Exercise aim ▸ Everything in the listing should be copied exactly, save for the pictures.

Source data ▸
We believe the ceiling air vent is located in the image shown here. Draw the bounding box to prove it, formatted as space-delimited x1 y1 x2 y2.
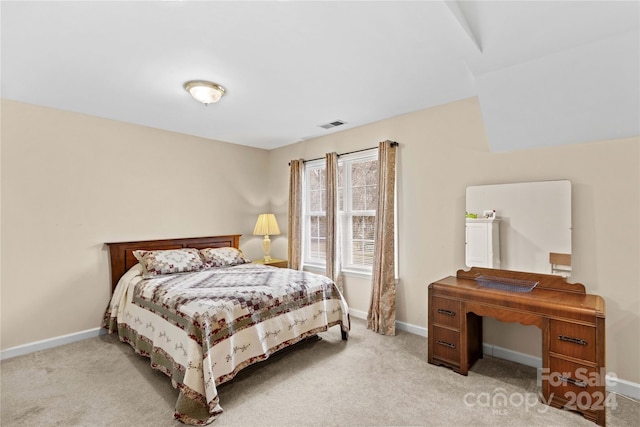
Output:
318 120 347 130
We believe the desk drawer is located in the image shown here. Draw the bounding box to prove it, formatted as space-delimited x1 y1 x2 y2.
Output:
550 320 596 362
547 357 604 409
431 326 461 365
431 297 461 329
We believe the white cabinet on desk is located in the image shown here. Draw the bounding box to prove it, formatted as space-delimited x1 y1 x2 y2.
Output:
465 218 500 268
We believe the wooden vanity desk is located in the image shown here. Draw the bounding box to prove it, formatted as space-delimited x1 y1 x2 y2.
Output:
428 267 606 426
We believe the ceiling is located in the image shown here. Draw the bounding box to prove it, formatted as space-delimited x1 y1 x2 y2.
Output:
2 1 638 151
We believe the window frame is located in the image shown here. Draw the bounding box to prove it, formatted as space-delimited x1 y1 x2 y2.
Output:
338 151 378 273
302 159 328 268
301 150 379 274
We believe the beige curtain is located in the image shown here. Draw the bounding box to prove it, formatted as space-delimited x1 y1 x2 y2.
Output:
325 152 344 292
288 159 304 270
367 140 397 335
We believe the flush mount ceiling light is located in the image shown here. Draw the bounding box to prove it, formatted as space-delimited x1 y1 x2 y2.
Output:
184 80 225 105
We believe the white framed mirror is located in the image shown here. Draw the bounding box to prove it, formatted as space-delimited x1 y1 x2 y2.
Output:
465 180 572 276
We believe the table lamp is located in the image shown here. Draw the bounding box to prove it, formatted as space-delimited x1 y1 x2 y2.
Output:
253 213 281 262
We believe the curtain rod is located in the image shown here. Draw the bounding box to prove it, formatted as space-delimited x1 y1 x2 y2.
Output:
288 141 398 166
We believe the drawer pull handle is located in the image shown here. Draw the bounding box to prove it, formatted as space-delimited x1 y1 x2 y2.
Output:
558 335 588 346
436 340 456 349
437 309 456 317
558 376 587 388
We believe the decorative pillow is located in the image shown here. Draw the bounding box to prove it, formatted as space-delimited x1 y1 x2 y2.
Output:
133 248 205 278
199 247 251 268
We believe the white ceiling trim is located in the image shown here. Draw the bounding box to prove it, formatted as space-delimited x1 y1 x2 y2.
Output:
444 0 483 53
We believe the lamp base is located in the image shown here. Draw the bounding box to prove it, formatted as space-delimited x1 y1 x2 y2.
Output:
262 235 272 263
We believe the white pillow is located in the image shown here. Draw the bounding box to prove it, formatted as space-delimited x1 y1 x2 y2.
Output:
199 247 251 268
133 248 205 278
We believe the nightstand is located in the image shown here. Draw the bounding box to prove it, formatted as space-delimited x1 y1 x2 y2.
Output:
252 258 288 269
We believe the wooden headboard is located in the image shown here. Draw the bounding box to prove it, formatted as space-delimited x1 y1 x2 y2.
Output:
106 235 241 292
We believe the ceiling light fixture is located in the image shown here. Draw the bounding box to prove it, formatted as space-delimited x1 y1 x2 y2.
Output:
184 80 225 105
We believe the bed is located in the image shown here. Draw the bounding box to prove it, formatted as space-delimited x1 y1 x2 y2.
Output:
103 235 349 425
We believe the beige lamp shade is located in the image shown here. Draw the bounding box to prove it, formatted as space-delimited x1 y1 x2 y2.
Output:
253 214 281 236
253 214 280 262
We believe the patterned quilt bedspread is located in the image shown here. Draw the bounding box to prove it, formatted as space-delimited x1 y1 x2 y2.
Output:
103 263 349 425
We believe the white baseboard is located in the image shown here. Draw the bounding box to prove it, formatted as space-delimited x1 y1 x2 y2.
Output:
0 327 106 360
483 343 543 369
397 320 428 337
349 309 429 337
349 308 367 320
607 375 640 400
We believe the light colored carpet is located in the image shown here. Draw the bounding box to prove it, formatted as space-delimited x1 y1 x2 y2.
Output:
1 318 638 426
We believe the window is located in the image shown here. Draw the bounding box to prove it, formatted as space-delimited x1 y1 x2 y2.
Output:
303 150 378 273
306 164 327 261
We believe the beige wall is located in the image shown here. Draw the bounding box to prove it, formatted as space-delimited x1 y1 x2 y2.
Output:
1 100 270 349
2 97 638 386
268 97 640 384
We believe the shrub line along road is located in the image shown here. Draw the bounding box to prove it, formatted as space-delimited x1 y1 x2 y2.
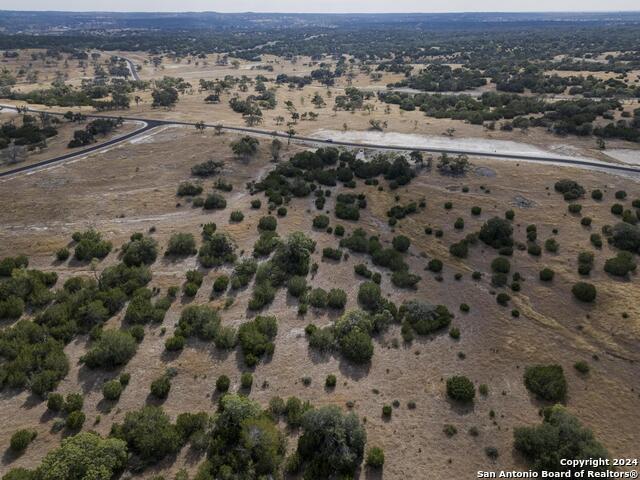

Expected output ▸
We believe the ceiling air vent is located in the image shown here. Draw the bounding box to prove it, formatted as space-delimited x1 y1 x2 y2.
Output:
318 120 347 130
We believe the desk drawer is located in the image shown here. Draw the bounding box to prove it, formatted as space-delimited x1 y1 x2 y2.
Output:
550 320 596 362
547 357 604 409
431 326 461 365
431 297 461 329
We believe the white cabinet on desk is located in the image shown here. Draw the bounding box to prove it, formatted as space-delimited x1 y1 x2 y2.
Output:
465 218 500 268
We believe the wooden vanity desk is located in the image shown here. Draw the bounding box to prove it, formatted as space-delimited x1 y1 x2 y2.
Output:
428 267 606 426
We believe the ceiling is located in the image shown here. Draw the bounding box to prove it, formatted as space-delimited x1 y1 x2 y2.
Output:
2 1 638 151
We believe the window frame is located in the image shown here. Draw the bounding box to prove it, formatted as space-delimited x1 y1 x2 y2.
Output:
338 151 378 273
302 159 328 268
301 150 379 274
We believe the beige curtain is located in the image shown here. Draw the bounding box to prove it, formatted as space-delimited x1 y1 x2 y2.
Output:
325 152 344 292
288 159 304 270
367 140 397 335
We believe the flush mount ceiling light is located in the image shown here. Draw the bounding box to prove it, formatted as space-delimited x1 y1 x2 y2.
Output:
184 80 225 105
We believe the white framed mirror is located in the image shown here. Draw the bounding box to prove it, formatted as space-delimited x1 y1 x2 y2.
Output:
465 180 572 276
We believe the table lamp is located in the image shown here. Draw the bounding box to prove it, formatted as space-delimited x1 y1 x2 y2.
Output:
253 213 281 262
We believe the curtain rod is located in the image shown here. Draw the bounding box to prove it, formatted as space-delimited x1 y1 x2 y2.
Output:
288 141 398 166
We believe the drawer pull handle is located in the image shown here. Draw the bounding box to prove it, formatted as space-delimited x1 y1 x2 y2.
Output:
558 335 588 346
436 340 456 349
437 309 456 317
558 376 587 388
We believe the decorative pillow is located in the image shown here. Draw the bounding box to prove it, formatted as space-delimited x1 y1 x2 y2.
Output:
133 248 205 278
199 247 251 268
We believe the white ceiling trim is located in the image shown here. Draw the bounding box to prove it, formatted as space-delimited x1 y1 x2 y2.
Output:
444 0 483 53
We believe the lamp base is located in the image shown here. Draw the bounding box to prove it, formatted as space-delimited x1 y1 x2 y2.
Output:
262 235 272 263
We believe the white pillow is located in the image shown here. Draw the bounding box to prove it, formatted as space-delimited x1 y1 x2 y2.
Output:
199 247 251 268
133 248 205 278
We believe the nightstand is located in the image shown here. Draw the bounding box to prove it, formatted as space-delimited x1 y1 x2 y2.
Output:
252 258 288 269
We believe the wooden headboard is located in the image shown here. Draw the bounding box to prove it, formatted as space-delimited x1 y1 x2 y2.
Output:
106 235 241 292
We believe the ceiling light fixture is located in the image shown here. Draw the bounding box to prove it, formatted as space-delimited x1 y1 x2 y2.
Output:
184 80 225 105
We believe the bed is located in the image shown here. Draw the bounding box to prove it, formatted as space-delimited x1 y1 x2 y2.
Output:
103 235 349 425
We believe the beige lamp shade is located in the image shown here. Draw the bounding box to prove it, formatted as space-delimited x1 y1 x2 y2.
Output:
253 214 281 236
253 214 280 262
We believe the patterned quilt bedspread is located in the image shown here. Draw the bounding box to prove it, formatted as space-delimited x1 y1 x2 y2.
Output:
103 263 349 425
We believe the white baseboard is located in the image shown here. Draw the bounding box to prove it, formatted as space-delimited x1 y1 x2 y2.
Output:
0 327 106 360
483 343 543 369
397 320 428 337
349 309 429 337
349 308 367 320
607 375 640 400
We believe the light colored carpet is located in the image shown here. Draw the bounding box to prove it, formatted as space-delimited x1 y1 x2 y2.
Output:
1 318 638 426
We believe the window is located in the image shown here. Draw the bounding box to prove it, formatted as space-delimited x1 y1 x2 y2.
Output:
303 150 378 273
306 164 327 261
We believe the beige wall is located in the image shown here. Draw the bounding box to prove it, formatted as space-delimited x1 y1 x2 y2.
Output:
1 100 270 349
2 97 638 386
268 97 640 384
We believe the shrub line along road is located in the image shown here. Draw the bounding box to prove it, formatted as space-delimited x1 y1 x2 y2.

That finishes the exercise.